**Supplied material**

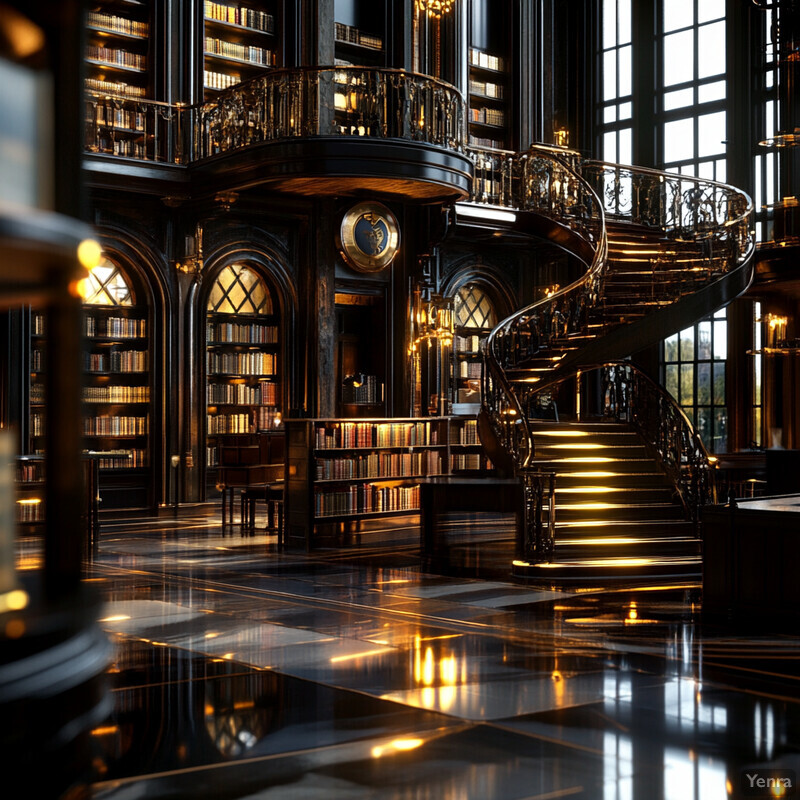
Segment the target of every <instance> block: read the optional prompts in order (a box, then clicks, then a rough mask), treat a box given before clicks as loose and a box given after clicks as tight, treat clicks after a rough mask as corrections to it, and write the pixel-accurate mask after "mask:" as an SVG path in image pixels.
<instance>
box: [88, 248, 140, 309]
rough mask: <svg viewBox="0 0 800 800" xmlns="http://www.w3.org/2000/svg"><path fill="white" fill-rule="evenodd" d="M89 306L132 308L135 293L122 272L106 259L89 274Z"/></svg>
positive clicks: (117, 266) (118, 267) (97, 265)
mask: <svg viewBox="0 0 800 800" xmlns="http://www.w3.org/2000/svg"><path fill="white" fill-rule="evenodd" d="M88 281H89V293H88V297H87V298H86V300H84V303H85V304H86V305H88V306H132V305H133V292H132V291H131V287H130V284H129V283H128V281H127V279H126V278H125V275H124V274H123V273H122V270H121V269H120V268H119V267H118V266H117V265H116V264H115V263H114V262H113V261H109V260H108V259H107V258H104V259H103V261H102V262H101V263H100V264H98V265H97V266H96V267H94V268H93V269H92V270H91V272H90V273H89V277H88Z"/></svg>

**Prompt**
All lines from the one containing "rough mask: <svg" through the last line of the data must be set down exactly. No other lines belong in the answer.

**Answer box**
rough mask: <svg viewBox="0 0 800 800" xmlns="http://www.w3.org/2000/svg"><path fill="white" fill-rule="evenodd" d="M89 306L132 308L135 293L122 272L106 259L89 274Z"/></svg>
positive clicks: (117, 266) (118, 267) (97, 265)
mask: <svg viewBox="0 0 800 800" xmlns="http://www.w3.org/2000/svg"><path fill="white" fill-rule="evenodd" d="M88 281H89V293H88V297H87V298H86V300H84V303H85V304H86V305H88V306H132V305H133V292H132V291H131V287H130V284H129V283H128V281H127V279H126V278H125V275H124V274H123V273H122V270H121V269H120V268H119V267H118V266H117V265H116V264H115V263H114V262H113V261H109V260H108V259H107V258H104V259H103V261H102V262H101V263H100V264H98V265H97V266H96V267H94V268H93V269H92V270H91V272H90V273H89V277H88Z"/></svg>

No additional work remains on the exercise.